* Written request *
Render every line of the rows below as one string in a JSON list, one string per line, with blank lines omitted.

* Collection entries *
----

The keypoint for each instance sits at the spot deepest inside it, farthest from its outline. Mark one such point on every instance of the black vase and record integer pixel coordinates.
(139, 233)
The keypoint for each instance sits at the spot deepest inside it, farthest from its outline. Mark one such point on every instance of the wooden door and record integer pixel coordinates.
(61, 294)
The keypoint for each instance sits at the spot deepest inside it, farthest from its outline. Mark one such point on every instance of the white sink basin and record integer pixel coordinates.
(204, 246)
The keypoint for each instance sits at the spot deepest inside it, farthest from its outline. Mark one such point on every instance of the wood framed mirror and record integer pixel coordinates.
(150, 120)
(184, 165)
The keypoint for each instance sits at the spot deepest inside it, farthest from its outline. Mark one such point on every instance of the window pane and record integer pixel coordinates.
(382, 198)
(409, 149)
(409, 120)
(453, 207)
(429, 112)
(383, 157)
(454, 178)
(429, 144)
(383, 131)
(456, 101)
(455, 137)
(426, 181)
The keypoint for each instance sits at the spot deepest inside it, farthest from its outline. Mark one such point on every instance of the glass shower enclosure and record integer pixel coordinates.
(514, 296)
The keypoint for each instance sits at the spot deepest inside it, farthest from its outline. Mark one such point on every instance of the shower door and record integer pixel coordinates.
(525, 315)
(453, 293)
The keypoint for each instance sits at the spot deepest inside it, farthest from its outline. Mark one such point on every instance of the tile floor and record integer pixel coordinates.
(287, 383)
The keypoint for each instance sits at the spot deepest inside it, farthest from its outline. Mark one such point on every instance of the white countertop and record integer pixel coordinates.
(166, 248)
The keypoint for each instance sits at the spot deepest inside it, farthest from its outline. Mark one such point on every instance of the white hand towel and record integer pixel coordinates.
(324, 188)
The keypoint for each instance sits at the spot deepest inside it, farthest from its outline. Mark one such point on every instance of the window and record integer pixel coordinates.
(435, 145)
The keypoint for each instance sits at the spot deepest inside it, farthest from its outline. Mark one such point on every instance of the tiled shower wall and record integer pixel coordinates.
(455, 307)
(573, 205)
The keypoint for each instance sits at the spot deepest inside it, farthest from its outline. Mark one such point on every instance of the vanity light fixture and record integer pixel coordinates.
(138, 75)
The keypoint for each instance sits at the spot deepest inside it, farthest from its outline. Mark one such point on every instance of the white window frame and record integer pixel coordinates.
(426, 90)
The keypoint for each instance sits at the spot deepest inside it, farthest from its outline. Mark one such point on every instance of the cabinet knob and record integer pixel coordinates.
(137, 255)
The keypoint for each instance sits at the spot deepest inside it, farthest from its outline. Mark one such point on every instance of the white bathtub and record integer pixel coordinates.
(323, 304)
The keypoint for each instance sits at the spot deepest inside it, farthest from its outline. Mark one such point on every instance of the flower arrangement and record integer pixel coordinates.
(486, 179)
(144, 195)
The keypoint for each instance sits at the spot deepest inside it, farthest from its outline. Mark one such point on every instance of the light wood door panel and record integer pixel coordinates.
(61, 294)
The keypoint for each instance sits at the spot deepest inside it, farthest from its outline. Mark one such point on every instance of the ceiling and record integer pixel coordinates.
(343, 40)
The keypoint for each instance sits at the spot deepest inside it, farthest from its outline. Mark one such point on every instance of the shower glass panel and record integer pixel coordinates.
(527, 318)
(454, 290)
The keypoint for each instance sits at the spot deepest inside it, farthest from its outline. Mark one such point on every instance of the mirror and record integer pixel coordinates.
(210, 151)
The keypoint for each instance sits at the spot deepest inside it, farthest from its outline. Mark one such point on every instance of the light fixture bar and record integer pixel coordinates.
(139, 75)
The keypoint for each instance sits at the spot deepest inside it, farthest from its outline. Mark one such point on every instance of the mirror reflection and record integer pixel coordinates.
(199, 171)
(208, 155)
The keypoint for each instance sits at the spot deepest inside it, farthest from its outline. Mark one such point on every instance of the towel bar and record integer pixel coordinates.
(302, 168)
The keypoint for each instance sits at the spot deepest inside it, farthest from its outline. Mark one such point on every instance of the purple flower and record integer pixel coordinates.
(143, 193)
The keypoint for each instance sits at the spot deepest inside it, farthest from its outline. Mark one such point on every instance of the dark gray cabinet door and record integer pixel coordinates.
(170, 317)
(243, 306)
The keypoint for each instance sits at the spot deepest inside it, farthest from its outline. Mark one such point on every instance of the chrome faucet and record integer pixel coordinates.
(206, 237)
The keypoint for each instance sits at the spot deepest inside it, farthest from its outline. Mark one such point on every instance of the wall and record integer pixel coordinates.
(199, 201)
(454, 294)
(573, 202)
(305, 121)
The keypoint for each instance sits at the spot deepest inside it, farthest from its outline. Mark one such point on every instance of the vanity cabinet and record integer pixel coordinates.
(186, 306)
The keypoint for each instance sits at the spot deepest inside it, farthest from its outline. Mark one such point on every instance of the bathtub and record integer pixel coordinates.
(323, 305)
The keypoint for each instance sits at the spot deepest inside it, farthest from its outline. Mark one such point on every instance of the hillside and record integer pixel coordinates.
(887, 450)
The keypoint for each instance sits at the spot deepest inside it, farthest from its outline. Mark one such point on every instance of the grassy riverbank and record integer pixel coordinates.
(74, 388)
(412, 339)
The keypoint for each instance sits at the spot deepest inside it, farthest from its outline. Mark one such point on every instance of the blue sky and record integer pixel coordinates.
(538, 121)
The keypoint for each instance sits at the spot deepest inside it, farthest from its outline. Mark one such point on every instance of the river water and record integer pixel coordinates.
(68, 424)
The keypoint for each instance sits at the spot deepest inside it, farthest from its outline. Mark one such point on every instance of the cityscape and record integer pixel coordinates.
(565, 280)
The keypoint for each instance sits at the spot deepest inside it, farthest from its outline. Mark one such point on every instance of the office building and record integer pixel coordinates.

----

* Answer in full *
[
  "The keypoint for each instance sits at the spot deepest inside it, farthest from its outline. Mark one such point on every instance of the black vase and record integer pixel coordinates.",
  "(139, 233)",
  "The keypoint for each instance sits at the spot deepest inside it, farthest from its outline. Mark one such point on every instance of the wooden door and record integer pixel coordinates.",
  "(61, 294)",
  "The keypoint for each instance sits at the spot deepest inside it, farthest from its outline. Mark one such point on every instance of the white sink basin and record integer pixel coordinates.",
  "(204, 246)",
  "The keypoint for each instance sits at the spot deepest inside it, farthest from its outline. Mark one such point on every instance of the wood framed mirror and record integer pixel coordinates.",
  "(150, 120)",
  "(184, 165)",
  "The keypoint for each instance sits at the spot deepest inside it, farthest from its outline. Mark one such point on every instance of the window pane and record integer pixel coordinates.",
  "(382, 198)",
  "(409, 149)",
  "(409, 120)",
  "(453, 207)",
  "(429, 112)",
  "(383, 157)",
  "(454, 178)",
  "(429, 144)",
  "(383, 131)",
  "(456, 101)",
  "(455, 137)",
  "(426, 181)",
  "The keypoint for each instance sits at the spot deepest inside it, farthest from its outline. Mark one such point on every instance of the glass shower enclosure and record integer pixel coordinates.",
  "(514, 296)",
  "The keypoint for each instance sits at the spot deepest inside it, farthest from its outline. Mark one such point on every instance of the shower door and record integer pixel coordinates.",
  "(525, 315)",
  "(453, 293)",
  "The keypoint for each instance sits at the spot deepest inside it, farthest from its outline. Mark one such point on every instance of the tile floor and record integer pixel coordinates.",
  "(287, 383)",
  "The keypoint for each instance sits at the spot deepest inside it, farthest from its outline. Mark one such point on every instance of the white countertop and record integer pixel coordinates.",
  "(166, 248)",
  "The keypoint for each instance sits at the spot deepest inside it, farthest from its outline. Mark one such point on every instance of the white hand towel and record integer pixel coordinates.",
  "(324, 188)",
  "The keypoint for each instance sits at the spot deepest inside it, farthest from its outline. Mark one such point on every instance of the window and record integer pixel coordinates.",
  "(435, 145)",
  "The keypoint for each instance sits at the spot deepest inside it, farthest from its outline. Mark one such point on every instance of the tiled shower wall and record integer pixel coordinates.",
  "(455, 307)",
  "(573, 205)",
  "The keypoint for each instance sits at the spot deepest inside it, farthest from its outline. Mark one such point on every instance of the vanity light fixture and record integer pixel coordinates.",
  "(138, 75)",
  "The keypoint for each instance sits at the spot deepest inside it, farthest from its outline. Mark one such point on every instance of the white window frame and record integer pixel coordinates.",
  "(426, 90)",
  "The keypoint for each instance sits at the spot deepest inside it, farthest from its outline. Mark one such point on every instance of the cabinet knob and record integer pixel coordinates.",
  "(137, 255)",
  "The keypoint for each instance sits at the spot deepest inside it, farthest from its outline. Mark one such point on every instance of the white bathtub and record integer pixel coordinates.",
  "(323, 304)",
  "The keypoint for each instance sits at the spot deepest inside it, farthest from its outline. Mark one such point on every instance of the flower arrangement and record integer pixel coordinates.",
  "(486, 179)",
  "(144, 195)",
  "The keypoint for each instance sits at the spot deepest inside it, farthest from its outline. Mark one such point on every instance of the light wood door panel and record integer pixel coordinates.",
  "(61, 294)",
  "The keypoint for each instance sits at the spot deepest inside it, farthest from its outline. Mark one such point on every instance of the ceiling and record integer pixel coordinates.",
  "(343, 40)",
  "The keypoint for each instance sits at the spot deepest inside it, farthest from its outline. Mark one such point on every instance of the shower glass panel and record integer pixel coordinates.",
  "(527, 318)",
  "(454, 290)",
  "The keypoint for each instance sits at the spot deepest inside it, farthest from its outline. Mark one such point on every instance of the mirror and record integer pixel coordinates.",
  "(210, 151)",
  "The keypoint for each instance sits at the spot deepest inside it, farthest from its outline. Mark one such point on every instance of the light fixture bar and record integer pixel coordinates.",
  "(139, 75)",
  "The keypoint for each instance sits at the spot deepest inside it, farthest from its outline. Mark one such point on every instance of the mirror reflection and record integer pixel coordinates.",
  "(199, 171)",
  "(208, 155)",
  "The keypoint for each instance sits at the spot deepest inside it, farthest from its outline. Mark one such point on every instance of the towel bar and record integer pixel coordinates.",
  "(302, 168)",
  "The keypoint for each instance sits at the spot deepest inside it, farthest from its outline. Mark one such point on every instance of the purple flower and record integer pixel coordinates.",
  "(143, 193)",
  "The keypoint for each instance sits at the spot deepest inside it, farthest from its outline. Mark one such point on every instance of the dark gray cabinet door and record integer pixel coordinates.",
  "(170, 317)",
  "(243, 306)",
  "The keypoint for each instance sits at the spot deepest inside it, farthest from its outline. Mark one such point on every instance of the chrome faucet and record integer pixel coordinates.",
  "(206, 237)",
  "The keypoint for each instance sits at the spot deepest inside it, farthest from its outline. Mark one such point on every instance of the wall and record integer pixel coordinates.",
  "(199, 201)",
  "(454, 294)",
  "(573, 202)",
  "(305, 121)",
  "The keypoint for each instance sits at the spot deepest inside it, farthest from its outline. Mark one such point on every instance of the vanity cabinet and record integer pixel coordinates.",
  "(186, 306)",
  "The keypoint for each instance sits at the spot deepest inside it, farthest from its outline. Mark one such point on every instance of the bathtub and record integer pixel coordinates.",
  "(323, 305)",
  "The keypoint for each instance sits at the spot deepest inside it, farthest from its outline. Mark one such point on every instance of the hillside and record integer pixel coordinates.",
  "(887, 450)",
  "The keypoint for each instance sits at the spot deepest inside it, farthest from its outline. Mark one such point on every instance of the grassy riverbank and record integer pixel coordinates.",
  "(74, 388)",
  "(412, 339)",
  "The keypoint for each instance sits at the spot deepest inside it, farthest from its outline. Mark one such point on every instance of the blue sky and record integer pixel coordinates.",
  "(538, 121)",
  "The keypoint for each instance sits at the spot deepest inside it, farthest from its outline. Mark one such point on every instance of the river water and record integer pixel coordinates.",
  "(68, 424)",
  "The keypoint for each instance sits at the spot deepest inside it, farthest from its outline. Mark one such point on every instance of the cityscape and record integer pixel coordinates.",
  "(565, 280)",
  "The keypoint for each instance sits at the spot deepest inside it, farthest from its outline. Mark one such point on every instance of the office building and record integer pixel coordinates."
]